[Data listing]

--- START ---

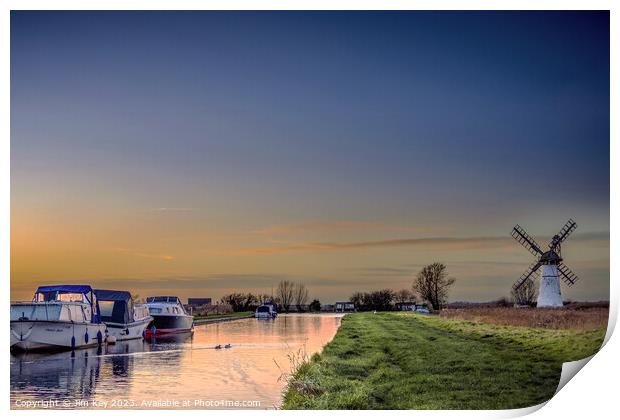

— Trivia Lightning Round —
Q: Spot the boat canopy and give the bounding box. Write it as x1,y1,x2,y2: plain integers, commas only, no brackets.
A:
37,284,93,294
95,289,131,302
34,284,101,324
146,296,181,303
95,289,134,324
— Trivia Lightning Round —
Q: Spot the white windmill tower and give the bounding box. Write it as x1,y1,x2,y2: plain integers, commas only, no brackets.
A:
512,219,578,308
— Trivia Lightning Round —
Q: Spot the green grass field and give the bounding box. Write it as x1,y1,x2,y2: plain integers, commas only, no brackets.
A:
283,312,605,409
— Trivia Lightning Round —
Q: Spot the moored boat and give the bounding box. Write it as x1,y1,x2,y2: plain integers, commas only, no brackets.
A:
145,296,194,337
95,289,153,341
11,285,106,350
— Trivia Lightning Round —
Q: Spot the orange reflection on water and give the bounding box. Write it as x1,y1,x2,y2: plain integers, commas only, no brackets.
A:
11,314,340,409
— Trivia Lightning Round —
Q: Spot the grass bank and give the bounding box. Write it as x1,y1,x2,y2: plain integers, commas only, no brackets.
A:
283,313,605,409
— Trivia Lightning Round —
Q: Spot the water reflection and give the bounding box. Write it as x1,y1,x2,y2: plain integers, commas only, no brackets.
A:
10,315,340,408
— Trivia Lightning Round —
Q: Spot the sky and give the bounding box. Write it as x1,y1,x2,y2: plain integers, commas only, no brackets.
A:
11,11,610,303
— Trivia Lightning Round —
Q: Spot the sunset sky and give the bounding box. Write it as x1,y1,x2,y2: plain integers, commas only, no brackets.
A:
11,12,610,303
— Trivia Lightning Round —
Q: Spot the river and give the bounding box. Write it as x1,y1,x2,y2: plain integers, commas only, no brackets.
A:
11,314,341,409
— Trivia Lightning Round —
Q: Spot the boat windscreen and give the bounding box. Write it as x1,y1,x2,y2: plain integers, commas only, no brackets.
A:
99,300,132,324
11,304,61,321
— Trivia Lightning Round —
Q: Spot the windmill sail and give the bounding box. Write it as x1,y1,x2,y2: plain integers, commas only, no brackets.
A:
549,219,577,249
558,263,579,286
511,225,542,257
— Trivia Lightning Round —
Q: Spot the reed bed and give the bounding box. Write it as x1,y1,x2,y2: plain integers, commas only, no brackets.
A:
440,305,609,330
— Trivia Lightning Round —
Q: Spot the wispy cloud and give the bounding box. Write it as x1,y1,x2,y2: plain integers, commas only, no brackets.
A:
253,220,446,236
233,232,609,255
114,248,174,261
151,207,196,213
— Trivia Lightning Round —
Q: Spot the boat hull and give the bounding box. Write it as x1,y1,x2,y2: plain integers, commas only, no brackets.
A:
106,316,153,341
10,321,106,351
145,315,194,337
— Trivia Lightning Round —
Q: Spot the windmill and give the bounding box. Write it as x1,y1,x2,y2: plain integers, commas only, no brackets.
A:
511,219,578,308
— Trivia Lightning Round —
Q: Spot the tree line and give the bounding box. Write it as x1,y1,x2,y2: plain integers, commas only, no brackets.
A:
349,262,456,311
220,263,455,312
220,280,314,312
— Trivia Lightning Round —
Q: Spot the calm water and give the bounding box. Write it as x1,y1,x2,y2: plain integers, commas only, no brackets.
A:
11,314,340,409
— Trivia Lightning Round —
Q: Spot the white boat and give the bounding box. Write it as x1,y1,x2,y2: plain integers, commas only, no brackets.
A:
11,285,106,350
95,289,153,341
145,296,194,338
254,302,278,319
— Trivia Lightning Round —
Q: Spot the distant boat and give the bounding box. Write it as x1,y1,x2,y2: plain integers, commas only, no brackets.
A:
95,289,153,341
254,302,278,319
145,296,194,337
11,285,106,350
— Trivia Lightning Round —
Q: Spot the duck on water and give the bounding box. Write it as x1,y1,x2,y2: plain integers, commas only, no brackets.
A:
11,285,106,351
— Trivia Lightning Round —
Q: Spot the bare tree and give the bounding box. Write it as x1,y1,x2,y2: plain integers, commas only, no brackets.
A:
510,278,538,306
394,289,413,303
413,262,456,310
349,292,364,309
293,283,308,312
276,280,295,312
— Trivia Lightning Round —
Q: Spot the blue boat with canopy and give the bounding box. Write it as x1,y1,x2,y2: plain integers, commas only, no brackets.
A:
95,289,153,341
11,285,107,350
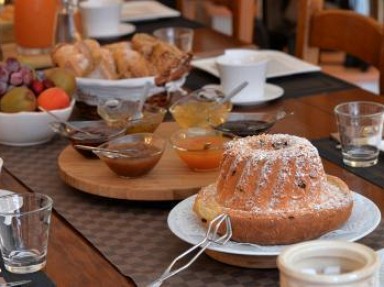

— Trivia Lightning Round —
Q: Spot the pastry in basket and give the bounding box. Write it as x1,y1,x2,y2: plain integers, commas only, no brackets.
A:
51,33,192,85
51,39,118,79
194,134,353,245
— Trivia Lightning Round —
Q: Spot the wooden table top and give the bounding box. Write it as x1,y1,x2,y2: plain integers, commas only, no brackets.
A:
0,17,384,287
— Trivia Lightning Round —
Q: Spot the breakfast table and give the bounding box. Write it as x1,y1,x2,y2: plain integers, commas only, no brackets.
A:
0,2,384,286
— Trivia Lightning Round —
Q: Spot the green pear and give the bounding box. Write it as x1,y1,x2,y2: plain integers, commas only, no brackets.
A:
46,68,77,97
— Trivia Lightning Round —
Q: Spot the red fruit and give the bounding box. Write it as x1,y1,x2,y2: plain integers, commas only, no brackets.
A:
43,79,55,89
30,80,45,96
37,87,71,110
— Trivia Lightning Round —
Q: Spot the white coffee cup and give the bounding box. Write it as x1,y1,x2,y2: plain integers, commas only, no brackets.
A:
277,240,380,287
79,0,122,38
216,49,268,103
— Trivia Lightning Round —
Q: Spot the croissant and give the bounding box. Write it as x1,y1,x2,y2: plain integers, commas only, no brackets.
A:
51,33,192,85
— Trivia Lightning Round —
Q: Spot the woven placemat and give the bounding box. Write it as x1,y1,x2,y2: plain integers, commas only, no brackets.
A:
312,138,384,188
0,138,384,287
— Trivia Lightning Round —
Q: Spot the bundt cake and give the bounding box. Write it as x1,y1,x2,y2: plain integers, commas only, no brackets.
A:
194,134,353,245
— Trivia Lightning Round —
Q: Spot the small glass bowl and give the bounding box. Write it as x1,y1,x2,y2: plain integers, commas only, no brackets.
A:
170,127,231,171
212,111,287,137
51,120,125,158
169,88,232,128
93,133,166,178
125,105,167,134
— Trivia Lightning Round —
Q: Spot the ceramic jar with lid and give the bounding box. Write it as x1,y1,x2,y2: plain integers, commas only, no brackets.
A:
277,240,380,287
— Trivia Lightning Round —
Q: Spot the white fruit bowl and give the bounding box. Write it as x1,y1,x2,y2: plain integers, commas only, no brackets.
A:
0,100,75,146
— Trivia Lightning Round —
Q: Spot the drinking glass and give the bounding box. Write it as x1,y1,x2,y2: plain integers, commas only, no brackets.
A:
334,101,384,167
14,0,59,55
0,193,53,274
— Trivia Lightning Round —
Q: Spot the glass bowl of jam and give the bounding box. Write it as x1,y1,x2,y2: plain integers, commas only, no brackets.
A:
170,127,232,171
51,120,125,158
212,111,288,137
93,133,166,178
169,88,232,128
125,105,167,134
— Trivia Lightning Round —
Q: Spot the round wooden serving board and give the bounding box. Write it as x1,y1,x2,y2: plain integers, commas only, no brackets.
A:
58,122,218,200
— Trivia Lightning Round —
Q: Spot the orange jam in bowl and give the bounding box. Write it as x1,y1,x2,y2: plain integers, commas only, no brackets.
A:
170,128,230,171
169,87,232,128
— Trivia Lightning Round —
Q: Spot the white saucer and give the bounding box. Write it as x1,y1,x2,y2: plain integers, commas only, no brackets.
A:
167,192,384,256
88,23,136,39
376,249,384,287
232,84,284,106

--- END ---

* Task goal: Convert the rows above into a JSON list of strings with one string per line, omitting blank lines. Do not include the pictures in your answer.

* Output below:
[
  "— Trivia Lightning Round —",
  "Q: Spot the boat canopy and give the bounding box. Write it as x1,y1,x2,y2: plain integers, commas only, no brackets.",
  "A:",
  "37,284,93,294",
  "95,289,131,302",
  "34,284,101,324",
  "146,296,181,303",
  "95,289,134,324",
  "— Trivia Lightning Round —",
  "Q: Spot the white windmill tower and give the bounding box. Write it as x1,y1,x2,y2: plain integers, commas only, no brackets.",
  "A:",
  "512,219,578,308",
  "— Trivia Lightning Round —",
  "Q: Spot the green grass field and give the bounding box. Write it as x1,y1,x2,y2: plain integers, commas only, no brackets.",
  "A:",
  "283,312,605,409",
  "— Trivia Lightning Round —",
  "Q: Spot the moored boat and give the bounding box. Write it as x1,y1,x2,y2: plain integers, commas only, no brackets.",
  "A:",
  "145,296,194,337",
  "95,289,153,341",
  "11,285,106,350",
  "— Trivia Lightning Round —",
  "Q: Spot the orange reflection on water and give the bounding box. Write it as x1,y1,x2,y2: plain integers, commas only, no brackets.",
  "A:",
  "11,314,340,409",
  "— Trivia Lightning Round —",
  "Q: Spot the grass bank and give the bounding box. Write it as x1,y1,x2,y2: plain integers, commas only, no brackets.",
  "A:",
  "283,313,605,409",
  "— Trivia Lightning Round —",
  "Q: Spot the water reflection and give the bounding box. Write it as x1,y1,x2,y2: plain integers, commas only, no brackets.",
  "A:",
  "10,315,340,408",
  "— Trivia Lightning Round —",
  "Q: Spot the sky and give the bounding box. Write it as x1,y1,x2,y2: plain integers, commas only, no brackets.",
  "A:",
  "11,11,610,303",
  "— Trivia Lightning Round —",
  "Q: Spot the sunset sky and give the bounding box. Write it as x1,y1,x2,y2: plain integers, commas only, no brackets.",
  "A:",
  "11,12,610,303",
  "— Trivia Lightning Round —",
  "Q: Spot the river and give the bounding box. Write it as x1,y1,x2,y2: plain integers, commas only, no brackets.",
  "A:",
  "11,314,341,409",
  "— Trivia Lightning Round —",
  "Q: Spot the boat windscreen and give the bounding box. Write it as x1,y1,x2,y2: plain integers, commas only, no brackets.",
  "A:",
  "99,300,132,324",
  "11,304,61,321",
  "— Trivia Lightning Round —",
  "Q: Spot the windmill sail and give the bounding box. Write it as x1,y1,x2,y2: plain integers, commas only, no brackets.",
  "A:",
  "549,219,577,249",
  "558,263,579,286",
  "511,225,542,257",
  "— Trivia Lightning Round —",
  "Q: Spot the reed bed and give the bounding box. Write it as x1,y1,x2,y2: plain integers, commas only, no brackets.",
  "A:",
  "440,305,609,330",
  "— Trivia Lightning Round —",
  "Q: Spot the wispy cloud and give the bounding box. Write it as x1,y1,x2,y2: plain integers, commas only, no brackets.",
  "A:",
  "253,220,446,236",
  "233,232,609,255",
  "114,248,174,261",
  "151,207,196,213",
  "— Trivia Lightning Round —",
  "Q: Spot the boat hull and give the bounding box. Write it as x1,y1,x2,y2: plain integers, commas only, no brackets.",
  "A:",
  "106,316,153,341",
  "10,321,106,351",
  "145,315,194,337",
  "— Trivia Lightning Round —",
  "Q: Spot the windmill and give the bounding box. Write it as x1,y1,x2,y2: plain integers, commas only, no brackets.",
  "A:",
  "511,219,578,308",
  "— Trivia Lightning Round —",
  "Q: Spot the tree line and give the bounding box. Write it as x1,y1,x2,y2: plain integers, commas only, no brackets.",
  "A:",
  "349,262,456,311",
  "220,263,455,312",
  "220,280,314,312",
  "— Trivia Lightning Round —",
  "Q: Spot the calm water and give the bounding box. Write it as x1,y1,x2,y2: plain integers, commas only, no brackets.",
  "A:",
  "11,314,340,409",
  "— Trivia Lightning Round —",
  "Q: Spot the white boat and give the bounding box. Write it as x1,y1,x2,y2: plain integers, commas only, no brackets.",
  "A:",
  "11,285,106,350",
  "95,289,153,341",
  "145,296,194,338",
  "254,302,278,319",
  "— Trivia Lightning Round —",
  "Q: Spot the distant boat and give the bounding box. Write it as x1,y1,x2,y2: plain integers, commas only, no brackets.",
  "A:",
  "95,289,153,341",
  "254,302,278,319",
  "145,296,194,337",
  "11,285,106,350",
  "— Trivia Lightning Round —",
  "Q: Spot the duck on water and give the bounding box. Write it as x1,y1,x2,y2: plain integers, commas only, no brackets.",
  "A:",
  "11,285,106,351",
  "— Trivia Lightning Round —",
  "Q: Spot the bare tree and give the bounding box. Write it as x1,y1,x2,y2: plain integers, commas only, no brackets.",
  "A:",
  "510,278,538,306",
  "394,289,413,303",
  "413,262,456,310",
  "349,292,364,309",
  "293,283,308,312",
  "276,280,295,312",
  "— Trivia Lightning Round —",
  "Q: Spot the blue boat with canopy and give the bounding box. Write it as x1,y1,x2,y2: plain integers, commas only, no brackets.",
  "A:",
  "95,289,153,341",
  "11,285,107,350",
  "— Trivia Lightning Round —",
  "Q: Spot the pastry in basket and give the bounding box. Write it as x1,y1,x2,y2: plain integers, commas only, no brackets.",
  "A:",
  "51,33,192,85",
  "51,39,118,79",
  "194,134,353,245",
  "— Trivia Lightning Round —",
  "Q: Spot the wooden table top and give the bounding box. Write it as x1,y1,x2,y2: plain integers, commas only, no brackets.",
  "A:",
  "0,17,384,287",
  "— Trivia Lightning Round —",
  "Q: Spot the breakfast table and give the bounding box. Write it as x1,y1,x2,y2: plain integers, commas only, no brackets.",
  "A:",
  "0,2,384,286",
  "— Trivia Lightning Round —",
  "Q: Spot the green pear and give the bounding box. Write it as x1,y1,x2,y2: plain integers, commas only, no brackets.",
  "A:",
  "46,68,77,97",
  "— Trivia Lightning Round —",
  "Q: Spot the red fruit and give the bounding box. Write it as x1,y1,x2,y2: plain integers, commas only, no brackets.",
  "A:",
  "43,79,55,89",
  "30,80,45,96",
  "37,87,71,110",
  "— Trivia Lightning Round —",
  "Q: Spot the white coffee cup and give the bounding box. Write it as x1,y1,x2,y2: plain integers, commas only, no brackets.",
  "A:",
  "277,240,380,287",
  "79,0,122,38",
  "216,49,268,103",
  "— Trivia Lightning Round —",
  "Q: Spot the croissant and give the bounding box. Write it as x1,y1,x2,y2: plain integers, commas only, no brackets.",
  "A:",
  "51,33,192,85",
  "— Trivia Lightning Round —",
  "Q: Spot the woven placemat and give the bounding box. Write it as x1,y1,x2,y2: plain integers, commas only, no brackets.",
  "A:",
  "312,138,384,188",
  "0,138,384,287",
  "— Trivia Lightning Round —",
  "Q: Spot the bundt cake and give the bounding box. Write it as x1,y1,x2,y2: plain integers, commas only, no brackets.",
  "A:",
  "194,134,353,245",
  "— Trivia Lightning Round —",
  "Q: Spot the small glass bowl and give the bounding box. Write it as x1,y1,x2,y2: plain integers, commas only, no brackets.",
  "A:",
  "170,127,231,171",
  "212,111,287,137",
  "51,120,125,158",
  "169,88,232,128",
  "93,133,166,178",
  "125,105,167,134",
  "— Trivia Lightning Round —",
  "Q: Spot the ceramic jar with lid and give the bounding box. Write it as x1,y1,x2,y2: plain integers, commas only, no brackets.",
  "A:",
  "277,240,380,287",
  "— Trivia Lightning Round —",
  "Q: Spot the white fruit bowl and give the bounding box. Write it as x1,y1,x2,y2: plain integers, commas only, no brackets.",
  "A:",
  "0,100,75,146",
  "— Trivia Lightning Round —",
  "Q: Spot the drinking glass and give the bounding box. Write it as x1,y1,x2,y2: plain integers, commas only, no brackets.",
  "A:",
  "334,101,384,167",
  "14,0,59,55",
  "0,193,53,274",
  "— Trivia Lightning Round —",
  "Q: Spot the glass bowl of jam and give the bounding box. Write it as x1,y1,x2,y2: plain integers, commas only, no brackets.",
  "A:",
  "170,127,232,171",
  "51,120,125,158",
  "212,111,288,137",
  "93,133,166,178",
  "169,88,232,128",
  "125,105,167,134",
  "— Trivia Lightning Round —",
  "Q: Spot the round wooden serving board and give the bounding box. Write it as x1,y1,x2,y2: plain integers, commas only, no brackets.",
  "A:",
  "58,122,218,200",
  "— Trivia Lightning Round —",
  "Q: Spot the orange jam in bowl and give the bounding box. Write it as x1,y1,x2,y2: plain integers, commas only, no brackets.",
  "A:",
  "170,128,230,171",
  "169,87,232,128",
  "— Trivia Lightning Round —",
  "Q: Spot the white saucer and give the bounding box. Write it as x1,y1,x2,y2: plain integers, commas only, no brackets.",
  "A:",
  "167,192,384,256",
  "88,23,136,39",
  "376,249,384,287",
  "232,84,284,106"
]